Metti in pratica:
- 1) Nel testo sui tre inviati Rai uccisi a Mostar, in che anno Alessandro Ota era entrato alla Rai?
- 2) Riprendi il testo sui tre inviati Rai uccisi a Mostar e proseguilo dopo l'ultima frase.

Testo fornito:
<<<<

Mostar, 28 gennaio 1994. Marco Luchetta, Alessandro Ota e Dario D’Angelo sono in Bosnia per la Rai. Devono girare un servizio per il Tg1 sui “bambini senza nome”, nati dagli stupri etnici o figli di genitori dispersi in guerra. Hanno scoperto una cantina dove da mesi dormono decine di persone, tra cui molti bambini. Mentre sono ancora in strada, vengono colpiti da una granata: muoiono sul colpo. Con loro c’è uno dei bimbi del rifugio, Zlatko. I corpi dei tre inviati gli fanno da scudo. Oggi è ancora vivo.

Gli occhi di Zlatko, il bimbo che sopravvisse all'esplosione di 16 anni fa

Marco Luchetta, 42 anni, faceva il giornalista. Si era fatto conoscere alla “Gazzetta dello Sport”, poi era passato alla Rai regionale del Friuli-Venezia Giulia. I tg nazionali avevano visto comparire il suo volto con l’inizio della guerra nei Balcani. Alessandro Ota, 37 anni, faceva l’operatore. Era entrato alla Rai nel 1979, poi aveva partecipato alla realizzazione di film per il cinema e per la tv. Quando scoppiò la guerra, gli venne offerto un posto da giornalista nel tg sloveno: rifiutò per amore della telecamera. Dario D’Angelo, 47 anni, faceva l’assistente di ripresa televisiva. Prima di essere assunto in Rai aveva lavorato in fabbrica: si era diplomato come perito in telecomunicazioni studiando alle scuole serali. Tutti e tre erano nati in provincia di Trieste. Tutti e tre persero la vita esattamente sedici anni fa.

>>>>

Dati forniti:

<<<<

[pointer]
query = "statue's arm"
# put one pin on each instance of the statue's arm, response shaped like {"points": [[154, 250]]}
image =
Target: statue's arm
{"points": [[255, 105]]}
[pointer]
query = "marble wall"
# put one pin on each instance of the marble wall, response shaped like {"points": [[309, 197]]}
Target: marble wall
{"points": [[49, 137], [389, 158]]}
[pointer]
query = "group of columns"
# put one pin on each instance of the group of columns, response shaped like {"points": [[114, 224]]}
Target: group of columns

>>>>

Risposte ai compiti:
- 1) Nel 1979.

- 2)
Ilaria Alpi e Miran Hrovatin, uccisi pochi mesi dopo la strage di Mostar

Nei mesi successivi alla tragedia si è indagato per chiarire se l’esplosione fosse stata una disgrazia oppure un attentato per eliminare dei testimoni scomodi, ma l’inchiesta è stata archiviata. “L’unica conclusione – ha detto nel 2004 Daniela Schifani, moglie di Luchetta – è che sono stati vittima di un bombardamento, e quella zona era bombardata spessissimo. Sicuramente chi ha lanciato la granata sapeva che c’era la stampa: per arrivare là Marco, Alessandro e Dario avevano attraversato vari check-point con un blindato Onu”.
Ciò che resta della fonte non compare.